Problem 1 |
In the patch description, where and how often does `block_filter` run?
Problem 2 |
Reproduce the patch description from "A new optional" up to and including "block as already-completed.".
Problem 3 |
Rewrite the paragraph of the patch description that begins "This is distinct from `check_function`" as a short bulleted list that keeps its main facts.

Passage provided |
-=-=-=-=-

From 4f63fe01e337fbac29c4151aabd2d5a7b192b7de Mon Sep 17 00:00:00 2001
From: Marwan Zouinkhi <zouinkhim@janelia.hhmi.org>
Date: Sun, 7 Jun 2026 20:38:25 -0400
Subject: [PATCH 1/2] Add Task.block_filter for eager block pruning before
 workers spawn
MIME-Version: 1.0
Content-Type: text/plain; charset=UTF-8
Content-Transfer-Encoding: 8bit

A new optional `block_filter` parameter on `daisy.Task` lets callers drop
blocks from the dependency graph at construction time, before any worker
process is spawned and before the scheduler begins handing blocks out.

This is distinct from `check_function`, which runs lazily per block as a
worker tries to acquire one and marks the block as already-completed.
`block_filter` runs once, in the master, and the filtered blocks never
count toward `total_block_count` and are never offered to a worker.

-=-=-=-=-

Data excerpts |
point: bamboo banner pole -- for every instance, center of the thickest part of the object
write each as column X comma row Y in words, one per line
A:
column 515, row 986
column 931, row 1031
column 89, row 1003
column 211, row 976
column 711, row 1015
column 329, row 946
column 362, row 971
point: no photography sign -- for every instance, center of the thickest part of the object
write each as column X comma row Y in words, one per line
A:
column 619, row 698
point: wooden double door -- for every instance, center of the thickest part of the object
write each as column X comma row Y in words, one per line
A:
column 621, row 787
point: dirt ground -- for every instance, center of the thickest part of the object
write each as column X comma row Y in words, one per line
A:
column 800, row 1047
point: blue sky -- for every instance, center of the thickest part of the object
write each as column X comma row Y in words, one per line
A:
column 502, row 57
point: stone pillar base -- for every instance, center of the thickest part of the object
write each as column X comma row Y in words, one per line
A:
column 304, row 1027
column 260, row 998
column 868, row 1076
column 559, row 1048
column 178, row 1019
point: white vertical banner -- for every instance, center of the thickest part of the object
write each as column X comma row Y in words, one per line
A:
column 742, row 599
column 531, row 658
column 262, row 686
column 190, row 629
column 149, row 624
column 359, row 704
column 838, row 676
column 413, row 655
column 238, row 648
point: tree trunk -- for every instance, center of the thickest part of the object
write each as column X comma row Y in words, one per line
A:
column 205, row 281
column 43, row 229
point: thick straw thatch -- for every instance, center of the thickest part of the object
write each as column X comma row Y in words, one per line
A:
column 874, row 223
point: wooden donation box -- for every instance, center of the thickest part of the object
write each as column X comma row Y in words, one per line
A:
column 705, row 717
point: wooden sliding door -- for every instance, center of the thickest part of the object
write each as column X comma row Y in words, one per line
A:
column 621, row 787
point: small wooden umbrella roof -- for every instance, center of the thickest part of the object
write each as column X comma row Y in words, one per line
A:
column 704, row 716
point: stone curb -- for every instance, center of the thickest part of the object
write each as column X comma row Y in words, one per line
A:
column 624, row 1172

-=-=-=-=-

Written reply 1 |
It runs once, in the master.

Written reply 2 |
A new optional `block_filter` parameter on `daisy.Task` lets callers drop
blocks from the dependency graph at construction time, before any worker
process is spawned and before the scheduler begins handing blocks out.

This is distinct from `check_function`, which runs lazily per block as a
worker tries to acquire one and marks the block as already-completed.

Written reply 3 |
- `check_function` runs lazily per block as a worker tries to acquire one, and it marks the block as already-completed.
- `block_filter` runs once, in the master.
- Filtered blocks never count toward `total_block_count` and are never offered to a worker.